If my description is correct
How long the burst last?
How many wavelenghts it contains?
I know the photon energy is determined by the frequency but there are different solutions.
Is the energy determined by the length of duration, or by the amplitude of the EM field?
What is the order of magnitude of the EM field amplitude?
The behavior of the EM field in a wave is described by Maxwell's equations from classical physics; photons aren't involved and introducing them only adds confusion. The length of a burst of EM radiation, the frequencies in it, and the amplitude of the EM field all depend on the source that's generating the wave.
 
  • #3
You have asked "that question" that causes people most trouble when they want photons to be 'familiar' objects. Photons are not like that. They are Quantum Particles and not little bullets (or even long ones). They have no Extent and you could say they only exist whilst they are interacting at each end. The Energy is carried by a wave. You just can't think classically; you don't need to. The 'length of time' i think has to depend on which particular system they interact with - like the bandwidth and rise times of a conventional receiver. But that's much too classical really.
And welcome to p f btw.
 
  • #4
Thanks for your answers
I wrote "I understand an EM wave is not like the carrier of..." Sorry but that is not what I meant to write and confused people.
I wanted to write Photon instead of EM Wave.
If an atom emit a photon something must be able to be said about.
Is a Photon a EM wave? We talk about wave length and frequency. Can we say a Photon has a polarization? Does it interact instantly or take a finite time to that?
 
  • #5
What quantity is used to characterize a photon?
 
  • #6
George Jones said:
What quantity is used to characterize a photon?
Energy and frequency or are you implying there are no characteristics ascribed to it, other than speed?
 
  • #7
Is energy related to (spatial) momentum?
 
  • #8
I understand you think you are posting stimulating questions but you are not helping. If I posted a inappropriate question, like what gender are angels, then stir me in a direction that leads to better understanding.
——
_Challenges_
A. In the photon discussion, revise everything from "I wanted to" down to "other than speed?", putting "spin" wherever "polarization" appears.
B. According to the photon discussion, which equations describe how the EM field behaves in a wave?

_Records_
——
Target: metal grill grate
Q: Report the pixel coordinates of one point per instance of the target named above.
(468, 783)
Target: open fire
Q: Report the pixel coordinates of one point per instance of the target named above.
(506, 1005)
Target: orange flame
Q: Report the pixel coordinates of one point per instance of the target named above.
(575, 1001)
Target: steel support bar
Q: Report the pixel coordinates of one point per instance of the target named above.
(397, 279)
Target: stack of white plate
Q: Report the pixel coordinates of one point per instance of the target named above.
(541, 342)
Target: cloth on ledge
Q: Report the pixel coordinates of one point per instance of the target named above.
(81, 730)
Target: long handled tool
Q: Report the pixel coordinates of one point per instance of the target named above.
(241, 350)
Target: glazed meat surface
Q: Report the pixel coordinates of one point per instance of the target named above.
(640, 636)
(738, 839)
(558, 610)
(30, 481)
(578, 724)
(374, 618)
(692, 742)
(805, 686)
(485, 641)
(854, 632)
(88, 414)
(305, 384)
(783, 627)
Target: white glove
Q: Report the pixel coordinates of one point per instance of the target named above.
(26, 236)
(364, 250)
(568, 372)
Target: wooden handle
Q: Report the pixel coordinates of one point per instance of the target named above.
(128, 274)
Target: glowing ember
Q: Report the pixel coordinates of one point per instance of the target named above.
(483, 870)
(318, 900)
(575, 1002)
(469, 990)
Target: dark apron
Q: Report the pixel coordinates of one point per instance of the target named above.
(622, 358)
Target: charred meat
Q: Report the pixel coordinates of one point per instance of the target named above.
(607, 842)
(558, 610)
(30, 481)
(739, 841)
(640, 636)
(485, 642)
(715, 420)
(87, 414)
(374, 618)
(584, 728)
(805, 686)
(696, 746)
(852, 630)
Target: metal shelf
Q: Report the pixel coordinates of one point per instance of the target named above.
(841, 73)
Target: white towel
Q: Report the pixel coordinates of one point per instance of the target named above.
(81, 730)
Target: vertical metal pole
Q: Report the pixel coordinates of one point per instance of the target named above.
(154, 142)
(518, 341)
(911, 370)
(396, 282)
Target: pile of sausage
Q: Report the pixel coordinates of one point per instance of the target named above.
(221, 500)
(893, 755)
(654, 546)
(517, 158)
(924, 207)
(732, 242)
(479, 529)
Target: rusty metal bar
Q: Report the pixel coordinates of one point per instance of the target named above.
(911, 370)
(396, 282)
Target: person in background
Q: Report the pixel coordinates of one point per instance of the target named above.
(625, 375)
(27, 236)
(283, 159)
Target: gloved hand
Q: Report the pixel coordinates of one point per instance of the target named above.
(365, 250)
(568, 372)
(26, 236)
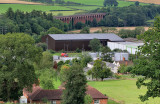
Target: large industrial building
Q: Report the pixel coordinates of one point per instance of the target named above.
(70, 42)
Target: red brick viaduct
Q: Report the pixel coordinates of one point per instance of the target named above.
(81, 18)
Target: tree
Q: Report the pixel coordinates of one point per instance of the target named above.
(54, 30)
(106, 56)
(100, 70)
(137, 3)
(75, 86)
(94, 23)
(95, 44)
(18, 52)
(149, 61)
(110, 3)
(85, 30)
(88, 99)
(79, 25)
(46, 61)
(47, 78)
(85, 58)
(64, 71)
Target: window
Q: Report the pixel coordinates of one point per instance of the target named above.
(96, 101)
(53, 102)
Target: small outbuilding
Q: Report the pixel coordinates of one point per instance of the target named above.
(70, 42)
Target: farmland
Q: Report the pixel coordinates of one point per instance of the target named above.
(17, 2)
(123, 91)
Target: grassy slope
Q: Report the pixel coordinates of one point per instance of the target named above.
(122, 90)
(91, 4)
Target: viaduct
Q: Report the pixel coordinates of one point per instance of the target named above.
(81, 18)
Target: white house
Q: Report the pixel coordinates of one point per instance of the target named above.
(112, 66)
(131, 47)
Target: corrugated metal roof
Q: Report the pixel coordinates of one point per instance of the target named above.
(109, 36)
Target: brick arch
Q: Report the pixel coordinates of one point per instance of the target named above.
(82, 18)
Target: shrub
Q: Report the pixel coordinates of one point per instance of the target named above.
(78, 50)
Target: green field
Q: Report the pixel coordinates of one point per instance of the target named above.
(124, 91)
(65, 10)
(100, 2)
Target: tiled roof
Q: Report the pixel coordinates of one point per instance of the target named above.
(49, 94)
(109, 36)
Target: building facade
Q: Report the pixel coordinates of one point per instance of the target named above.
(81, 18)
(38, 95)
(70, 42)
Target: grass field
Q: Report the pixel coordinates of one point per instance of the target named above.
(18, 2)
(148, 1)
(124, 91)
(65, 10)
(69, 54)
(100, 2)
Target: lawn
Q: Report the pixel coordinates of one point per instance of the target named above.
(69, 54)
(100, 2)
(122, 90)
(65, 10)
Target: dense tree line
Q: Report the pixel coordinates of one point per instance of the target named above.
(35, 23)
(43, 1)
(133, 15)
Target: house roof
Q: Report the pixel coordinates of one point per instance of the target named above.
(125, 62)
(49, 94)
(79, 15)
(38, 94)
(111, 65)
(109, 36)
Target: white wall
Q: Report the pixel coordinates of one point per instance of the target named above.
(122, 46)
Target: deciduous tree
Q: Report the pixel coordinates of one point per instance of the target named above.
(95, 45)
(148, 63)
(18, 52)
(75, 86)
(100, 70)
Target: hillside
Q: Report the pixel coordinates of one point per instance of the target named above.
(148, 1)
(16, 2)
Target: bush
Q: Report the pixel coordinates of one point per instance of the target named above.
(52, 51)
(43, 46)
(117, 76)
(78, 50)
——
_Solutions below_
A.
I wanted to write Photon instead of EM Wave.
If an atom emit a photon something must be able to be said about.
Is a Photon a EM wave? We talk about wave length and frequency. Can we say a Photon has a spin? Does it interact instantly or take a finite time to that?
 
  • #5
What quantity is used to characterize a photon?
 
  • #6
George Jones said:
What quantity is used to characterize a photon?
Energy and frequency or are you implying there are no characteristics ascribed to it, other than speed?

B. Maxwell's equations from classical physics.